### Task directions
Please rewrite the lines of the entries from the one containing "of the blue" through the one containing "M374 0L345 36L313", inclusive, substituting "clear sky" for "blue sky" and leaving everything else unchanged. Return only those lines.

#####

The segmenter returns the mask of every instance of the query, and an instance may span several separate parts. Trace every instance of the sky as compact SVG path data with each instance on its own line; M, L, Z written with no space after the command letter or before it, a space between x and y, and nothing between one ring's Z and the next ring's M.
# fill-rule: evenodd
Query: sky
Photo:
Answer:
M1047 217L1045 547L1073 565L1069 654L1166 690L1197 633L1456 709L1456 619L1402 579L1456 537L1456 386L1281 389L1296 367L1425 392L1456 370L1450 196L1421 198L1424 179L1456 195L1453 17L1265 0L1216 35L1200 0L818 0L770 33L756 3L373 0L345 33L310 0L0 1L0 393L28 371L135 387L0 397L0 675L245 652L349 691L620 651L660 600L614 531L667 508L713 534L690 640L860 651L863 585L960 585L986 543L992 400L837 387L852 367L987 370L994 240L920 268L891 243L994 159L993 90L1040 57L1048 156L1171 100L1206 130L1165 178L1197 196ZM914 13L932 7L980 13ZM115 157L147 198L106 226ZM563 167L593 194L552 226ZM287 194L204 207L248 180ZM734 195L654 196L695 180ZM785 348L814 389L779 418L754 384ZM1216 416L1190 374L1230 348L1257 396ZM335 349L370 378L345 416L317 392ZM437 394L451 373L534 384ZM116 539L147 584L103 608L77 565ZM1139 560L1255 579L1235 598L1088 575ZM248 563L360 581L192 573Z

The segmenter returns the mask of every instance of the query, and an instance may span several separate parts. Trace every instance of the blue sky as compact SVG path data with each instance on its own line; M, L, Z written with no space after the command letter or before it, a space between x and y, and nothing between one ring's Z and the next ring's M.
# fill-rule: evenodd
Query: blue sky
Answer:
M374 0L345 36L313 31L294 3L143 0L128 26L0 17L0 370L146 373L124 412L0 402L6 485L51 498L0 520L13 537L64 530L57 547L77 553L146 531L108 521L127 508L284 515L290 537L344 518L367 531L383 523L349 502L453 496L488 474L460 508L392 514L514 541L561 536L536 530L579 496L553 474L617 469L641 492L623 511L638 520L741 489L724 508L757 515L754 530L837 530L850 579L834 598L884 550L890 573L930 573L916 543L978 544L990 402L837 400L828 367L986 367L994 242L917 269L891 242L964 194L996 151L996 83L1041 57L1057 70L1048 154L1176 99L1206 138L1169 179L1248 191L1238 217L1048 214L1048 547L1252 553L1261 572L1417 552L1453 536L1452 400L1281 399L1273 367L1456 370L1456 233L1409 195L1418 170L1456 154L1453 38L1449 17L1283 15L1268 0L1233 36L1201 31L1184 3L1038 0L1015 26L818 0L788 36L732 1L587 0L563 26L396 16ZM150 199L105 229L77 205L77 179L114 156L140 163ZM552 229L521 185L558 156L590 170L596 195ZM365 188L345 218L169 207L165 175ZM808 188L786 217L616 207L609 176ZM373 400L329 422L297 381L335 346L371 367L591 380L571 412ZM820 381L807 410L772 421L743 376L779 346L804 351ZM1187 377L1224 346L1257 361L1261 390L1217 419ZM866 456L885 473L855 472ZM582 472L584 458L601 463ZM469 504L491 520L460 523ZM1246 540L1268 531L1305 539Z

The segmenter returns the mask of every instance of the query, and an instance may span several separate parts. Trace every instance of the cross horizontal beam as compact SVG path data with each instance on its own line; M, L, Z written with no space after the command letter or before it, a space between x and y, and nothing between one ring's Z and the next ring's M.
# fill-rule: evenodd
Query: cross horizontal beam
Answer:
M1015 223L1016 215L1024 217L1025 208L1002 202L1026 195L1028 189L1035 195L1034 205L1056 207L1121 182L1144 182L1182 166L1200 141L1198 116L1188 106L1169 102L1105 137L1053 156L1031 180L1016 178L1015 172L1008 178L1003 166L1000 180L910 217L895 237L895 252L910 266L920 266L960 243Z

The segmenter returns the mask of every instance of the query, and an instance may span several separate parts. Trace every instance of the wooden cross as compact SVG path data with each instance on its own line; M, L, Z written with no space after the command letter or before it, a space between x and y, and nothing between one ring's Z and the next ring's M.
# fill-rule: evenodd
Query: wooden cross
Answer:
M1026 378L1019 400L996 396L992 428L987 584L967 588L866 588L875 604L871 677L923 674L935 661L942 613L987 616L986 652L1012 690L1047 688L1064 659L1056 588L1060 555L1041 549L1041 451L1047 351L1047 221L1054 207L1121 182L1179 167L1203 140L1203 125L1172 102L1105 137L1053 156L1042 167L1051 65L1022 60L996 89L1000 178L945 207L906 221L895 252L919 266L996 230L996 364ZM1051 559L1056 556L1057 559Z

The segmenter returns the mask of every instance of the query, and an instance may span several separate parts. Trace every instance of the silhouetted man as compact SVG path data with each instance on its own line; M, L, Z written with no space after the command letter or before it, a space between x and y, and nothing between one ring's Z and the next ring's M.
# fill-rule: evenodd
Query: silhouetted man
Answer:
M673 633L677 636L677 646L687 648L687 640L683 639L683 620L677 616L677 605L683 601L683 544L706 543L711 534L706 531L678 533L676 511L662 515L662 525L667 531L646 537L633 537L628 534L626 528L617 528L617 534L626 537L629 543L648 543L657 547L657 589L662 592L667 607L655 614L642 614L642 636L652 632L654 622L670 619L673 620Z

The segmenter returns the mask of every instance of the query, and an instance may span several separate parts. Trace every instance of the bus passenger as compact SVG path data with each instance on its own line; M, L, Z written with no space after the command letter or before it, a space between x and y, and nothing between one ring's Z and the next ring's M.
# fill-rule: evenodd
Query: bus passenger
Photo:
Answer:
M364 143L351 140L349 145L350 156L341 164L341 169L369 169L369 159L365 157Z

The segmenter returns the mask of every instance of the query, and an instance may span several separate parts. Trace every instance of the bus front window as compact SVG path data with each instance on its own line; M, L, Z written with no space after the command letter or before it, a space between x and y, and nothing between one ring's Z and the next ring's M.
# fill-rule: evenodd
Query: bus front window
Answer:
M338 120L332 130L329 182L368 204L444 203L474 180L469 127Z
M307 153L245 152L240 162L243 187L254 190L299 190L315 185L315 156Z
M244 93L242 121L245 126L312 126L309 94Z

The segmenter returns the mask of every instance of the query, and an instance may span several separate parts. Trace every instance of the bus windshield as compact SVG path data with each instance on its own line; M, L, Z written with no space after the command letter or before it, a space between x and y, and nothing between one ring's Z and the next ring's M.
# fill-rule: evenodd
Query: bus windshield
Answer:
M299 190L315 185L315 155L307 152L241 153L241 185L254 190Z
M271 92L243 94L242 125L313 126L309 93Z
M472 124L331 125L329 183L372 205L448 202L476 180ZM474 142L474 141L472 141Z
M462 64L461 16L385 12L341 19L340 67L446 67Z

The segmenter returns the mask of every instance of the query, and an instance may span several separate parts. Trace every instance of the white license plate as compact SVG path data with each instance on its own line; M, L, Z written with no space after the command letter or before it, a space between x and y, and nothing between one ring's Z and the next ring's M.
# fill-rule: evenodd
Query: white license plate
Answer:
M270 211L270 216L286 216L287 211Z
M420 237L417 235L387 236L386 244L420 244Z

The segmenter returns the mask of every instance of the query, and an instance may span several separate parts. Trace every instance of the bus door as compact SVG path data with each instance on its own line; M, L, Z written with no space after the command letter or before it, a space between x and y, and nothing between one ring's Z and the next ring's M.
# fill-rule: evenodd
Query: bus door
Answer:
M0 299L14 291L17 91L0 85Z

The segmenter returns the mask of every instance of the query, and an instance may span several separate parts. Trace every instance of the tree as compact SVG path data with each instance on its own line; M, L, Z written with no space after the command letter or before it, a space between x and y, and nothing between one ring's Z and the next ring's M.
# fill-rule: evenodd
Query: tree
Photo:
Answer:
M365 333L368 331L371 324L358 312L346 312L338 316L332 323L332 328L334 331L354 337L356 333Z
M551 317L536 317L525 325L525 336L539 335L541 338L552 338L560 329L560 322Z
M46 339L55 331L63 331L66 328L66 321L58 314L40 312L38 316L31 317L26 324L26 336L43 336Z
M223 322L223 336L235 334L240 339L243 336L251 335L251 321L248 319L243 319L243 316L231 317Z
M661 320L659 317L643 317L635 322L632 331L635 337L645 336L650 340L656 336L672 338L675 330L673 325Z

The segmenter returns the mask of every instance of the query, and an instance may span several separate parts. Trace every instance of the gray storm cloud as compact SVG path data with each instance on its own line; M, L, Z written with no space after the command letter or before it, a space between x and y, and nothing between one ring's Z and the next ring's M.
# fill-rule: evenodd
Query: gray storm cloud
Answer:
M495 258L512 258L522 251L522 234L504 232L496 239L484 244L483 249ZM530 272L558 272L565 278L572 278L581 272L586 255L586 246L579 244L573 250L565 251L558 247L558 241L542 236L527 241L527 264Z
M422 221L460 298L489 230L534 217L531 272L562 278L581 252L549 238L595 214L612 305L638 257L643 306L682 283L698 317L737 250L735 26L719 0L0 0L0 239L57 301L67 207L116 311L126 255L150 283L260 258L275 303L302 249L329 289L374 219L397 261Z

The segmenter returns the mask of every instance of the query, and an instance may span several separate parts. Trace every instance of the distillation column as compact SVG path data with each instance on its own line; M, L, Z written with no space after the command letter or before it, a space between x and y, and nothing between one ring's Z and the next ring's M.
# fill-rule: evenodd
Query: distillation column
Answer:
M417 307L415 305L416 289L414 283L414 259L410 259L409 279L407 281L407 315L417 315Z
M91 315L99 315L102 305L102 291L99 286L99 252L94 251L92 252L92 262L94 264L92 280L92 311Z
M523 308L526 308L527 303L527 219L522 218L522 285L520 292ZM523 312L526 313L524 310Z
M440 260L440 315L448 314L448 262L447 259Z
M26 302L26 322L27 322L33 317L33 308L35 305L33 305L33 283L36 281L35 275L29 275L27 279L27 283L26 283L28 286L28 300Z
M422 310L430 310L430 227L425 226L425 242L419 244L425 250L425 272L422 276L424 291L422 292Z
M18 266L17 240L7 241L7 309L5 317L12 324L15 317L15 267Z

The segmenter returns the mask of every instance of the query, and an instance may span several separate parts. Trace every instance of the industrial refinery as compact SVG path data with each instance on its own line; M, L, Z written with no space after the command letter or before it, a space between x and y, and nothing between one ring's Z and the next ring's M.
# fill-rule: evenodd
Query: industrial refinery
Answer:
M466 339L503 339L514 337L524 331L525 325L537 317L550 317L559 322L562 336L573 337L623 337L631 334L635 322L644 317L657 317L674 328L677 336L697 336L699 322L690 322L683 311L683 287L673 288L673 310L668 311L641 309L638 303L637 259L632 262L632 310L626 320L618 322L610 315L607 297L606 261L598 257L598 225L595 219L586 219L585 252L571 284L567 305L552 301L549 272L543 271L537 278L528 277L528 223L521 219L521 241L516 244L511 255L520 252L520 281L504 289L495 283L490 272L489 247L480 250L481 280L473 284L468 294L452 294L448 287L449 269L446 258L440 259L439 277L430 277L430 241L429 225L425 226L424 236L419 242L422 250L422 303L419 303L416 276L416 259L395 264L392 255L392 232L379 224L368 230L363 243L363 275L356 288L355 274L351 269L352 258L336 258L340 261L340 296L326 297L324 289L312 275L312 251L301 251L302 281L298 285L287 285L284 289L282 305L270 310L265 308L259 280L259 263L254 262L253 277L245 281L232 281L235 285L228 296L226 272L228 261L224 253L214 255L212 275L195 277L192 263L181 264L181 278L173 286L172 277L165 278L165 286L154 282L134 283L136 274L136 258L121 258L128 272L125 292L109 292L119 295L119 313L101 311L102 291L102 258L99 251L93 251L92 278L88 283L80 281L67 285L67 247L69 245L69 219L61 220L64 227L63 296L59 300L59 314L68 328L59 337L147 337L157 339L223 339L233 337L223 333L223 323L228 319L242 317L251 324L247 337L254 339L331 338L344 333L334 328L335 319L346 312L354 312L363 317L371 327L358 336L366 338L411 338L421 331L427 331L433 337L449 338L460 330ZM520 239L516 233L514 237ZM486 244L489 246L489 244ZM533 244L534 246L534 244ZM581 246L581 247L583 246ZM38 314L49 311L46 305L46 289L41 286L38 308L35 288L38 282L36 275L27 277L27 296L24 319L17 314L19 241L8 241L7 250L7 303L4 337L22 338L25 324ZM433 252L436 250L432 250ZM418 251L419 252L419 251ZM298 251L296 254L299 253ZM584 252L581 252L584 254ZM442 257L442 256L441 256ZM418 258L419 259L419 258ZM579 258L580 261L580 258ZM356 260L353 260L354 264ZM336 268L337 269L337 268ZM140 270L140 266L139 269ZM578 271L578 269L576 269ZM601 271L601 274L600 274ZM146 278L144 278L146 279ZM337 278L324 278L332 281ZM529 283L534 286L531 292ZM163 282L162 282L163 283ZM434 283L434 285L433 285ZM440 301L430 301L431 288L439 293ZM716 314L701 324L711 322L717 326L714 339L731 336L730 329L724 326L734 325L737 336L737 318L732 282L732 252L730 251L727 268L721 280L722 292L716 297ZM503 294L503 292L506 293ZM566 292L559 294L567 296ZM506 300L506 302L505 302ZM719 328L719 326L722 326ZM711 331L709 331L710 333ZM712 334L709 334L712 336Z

#####

### Exercise answer
The segmenter returns the mask of every instance of the query, and an instance may span several separate parts. Trace every instance of the clear sky as compact SVG path data with each instance on its own line; M, L, Z written with no space after the command letter or before it, a space between x and y, and nothing between one ring's Z and the next ring's M.
# fill-rule: evenodd
Query: clear sky
Answer:
M374 0L345 36L313 31L294 3L143 0L128 26L0 17L0 370L146 373L124 412L0 402L6 485L51 498L0 520L13 537L64 530L57 547L77 553L146 531L108 521L127 508L284 515L290 537L344 518L367 531L383 523L349 502L453 496L488 474L460 508L392 514L514 541L561 536L536 530L579 496L553 474L617 469L641 492L623 511L638 520L741 489L724 508L757 515L754 530L837 530L850 579L834 598L884 550L890 573L930 573L916 543L978 544L990 402L837 400L828 367L986 367L994 242L917 269L891 242L964 194L996 151L996 83L1041 57L1057 70L1048 154L1176 99L1206 138L1169 179L1248 191L1238 217L1048 214L1048 547L1252 553L1261 572L1417 552L1453 536L1452 400L1281 399L1273 367L1456 370L1456 233L1409 195L1418 170L1456 154L1453 38L1449 17L1283 15L1268 0L1233 36L1201 31L1184 3L1038 0L1015 26L818 0L788 36L732 1L587 0L563 26L396 16ZM150 199L105 229L77 205L77 179L114 156L140 163ZM552 229L521 185L558 156L590 170L596 195ZM365 188L345 218L169 207L165 175ZM808 188L786 217L616 207L609 176ZM373 400L329 422L297 381L335 346L371 367L591 380L571 412ZM820 381L807 410L772 421L743 376L779 346L804 351ZM1187 377L1224 346L1257 361L1261 390L1217 419ZM866 456L885 473L855 472ZM582 472L584 458L601 463ZM469 504L491 520L460 523ZM1246 540L1268 531L1305 539Z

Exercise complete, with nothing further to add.